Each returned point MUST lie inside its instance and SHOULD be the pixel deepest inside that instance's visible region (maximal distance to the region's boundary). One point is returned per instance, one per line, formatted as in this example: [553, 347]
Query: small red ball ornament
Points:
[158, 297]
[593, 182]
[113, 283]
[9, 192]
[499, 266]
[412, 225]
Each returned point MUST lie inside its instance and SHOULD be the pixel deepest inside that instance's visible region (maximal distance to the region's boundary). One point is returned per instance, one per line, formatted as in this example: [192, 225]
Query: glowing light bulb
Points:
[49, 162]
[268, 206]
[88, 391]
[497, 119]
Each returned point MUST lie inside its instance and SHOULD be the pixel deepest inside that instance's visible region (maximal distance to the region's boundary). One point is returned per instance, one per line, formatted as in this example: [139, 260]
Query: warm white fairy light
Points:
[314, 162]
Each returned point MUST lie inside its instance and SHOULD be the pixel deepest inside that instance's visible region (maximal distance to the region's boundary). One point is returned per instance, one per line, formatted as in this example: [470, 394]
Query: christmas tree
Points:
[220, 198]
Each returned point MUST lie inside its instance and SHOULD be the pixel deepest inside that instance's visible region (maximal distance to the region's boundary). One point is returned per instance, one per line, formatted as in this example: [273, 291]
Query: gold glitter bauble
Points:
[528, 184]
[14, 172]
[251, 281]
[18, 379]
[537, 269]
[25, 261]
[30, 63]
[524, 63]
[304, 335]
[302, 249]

_Task statement_.
Rewrite all of the data above, replacing every "Query" with "Label" and keeping everything else unchanged.

_Task solution_.
Each returned point MUST lie inside its instance and SHOULD be the pixel deepest inside that instance's visible region (maximal distance to the region's boundary). One point is returned per instance, one per line, formatted as in this example: [553, 347]
Label: small red ball ornament
Points:
[158, 297]
[593, 182]
[113, 283]
[9, 192]
[499, 266]
[412, 225]
Each returned point MUST lie inside its instance and SHOULD be the pixel deepest inside that instance's visible region (maximal distance to the region's boundary). One point is returned per instance, one per line, formatted as in this example: [192, 225]
Label: glowing light bulb
Points:
[49, 162]
[268, 206]
[88, 391]
[497, 119]
Each returned point MUST lie inside its instance and SHOULD be the pixel deepest inside that instance's visible region (maximal distance to the region's boundary). One point is returned per instance, one per line, formatted as in this example: [139, 260]
Label: warm white fairy light
Points:
[314, 162]
Each returned point MUST lie inside its instance and SHOULD be the pixel deepest inside that instance's visible region (maximal distance to the region's boundary). One point is returned per instance, one per line, formatted as in this example: [470, 394]
Label: christmas tree
Points:
[220, 198]
Each returned point MUST lie inside its instance and SHOULD be the pixel deepest inside that instance's visible region (maximal distance to the region's boundary). One point is returned per instance, one per line, formatted as in this example: [273, 291]
Label: gold glitter bauble
Points:
[528, 184]
[14, 172]
[251, 281]
[18, 379]
[537, 269]
[25, 261]
[30, 63]
[524, 63]
[304, 335]
[302, 249]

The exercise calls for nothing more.